▶ Исходный текст:

Где их сейчас брать, как их разрабатывать? Конечно, пройдет время. Но для этого надо выучить. Вот эти, которые по 100 баллов получили, пойдут в эти отрасли экономики, которые нужно, отучатся. А кто их будет учить так же отлично, какие инженеры, какие технологи? Почему у нас самолеты не летают так, как должны были бы, давным-давно уже заменить весь этот импорт? Пока этого нет в том объеме. Почему у нас машин нет мирового класса, самых простых, дешевых? Я бы хотел, чтобы такой джип, как ГАЗ-69, были машины: с самой простой надежной коробкой передач, 4 ведущих колеса и такая кулиса. Мне не нужно даже, чтобы радио было — может, я поставлю айфон и пусть он играет, или бумбокс какой-нибудь. Где вот эти машины? И пусть она стоит еще 4 тысячи долларов максимум, чтобы люди могли ее покупать, чтобы она с этого рынка снесла всех. Тогда и будет эта дисраптивная технология обеспечивать русских граждан с небольшим доходом транспортным средством, чтобы начала меняться, допустим, модель расселения. Чтобы они из переполненных городов выходили на природу и самую большую страну в мире начинали заселять на этих машинах.

Этого нет и не было. Вот когда мне объясняют, что вот этого не было даже в хорошие годы, а сейчас, в плохие годы, это будет, я хотел бы, чтобы чуть поподробнее объяснили, за счет чего будет. Какие факторы появятся, которых не было раньше, которые заставят это делать. Не приведет ли это просто к повышению цен на те услуги редких специалистов, которые остались по этим направлениям. Каков контроль общества. Но главное тут даже, контроль рынка должен быть. Потому что если эти технологии будут носить нерыночный характер, то они просто приведут к издержкам и снижению качества.

Поэтому вопросы есть, но, в принципе, когда люди что-то пытаются сделать, я скорее хочу помочь им разобраться, что нужно делать.

▶ Предоставленные данные:
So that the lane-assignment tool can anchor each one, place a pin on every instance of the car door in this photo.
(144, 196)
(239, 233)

▶ Задача:
Укажите, какую наибольшую цену простого джипа называет исходный текст. Этот список никак не связан с исходным текстом.

▶ Результат:
Не больше 4 тысяч долларов.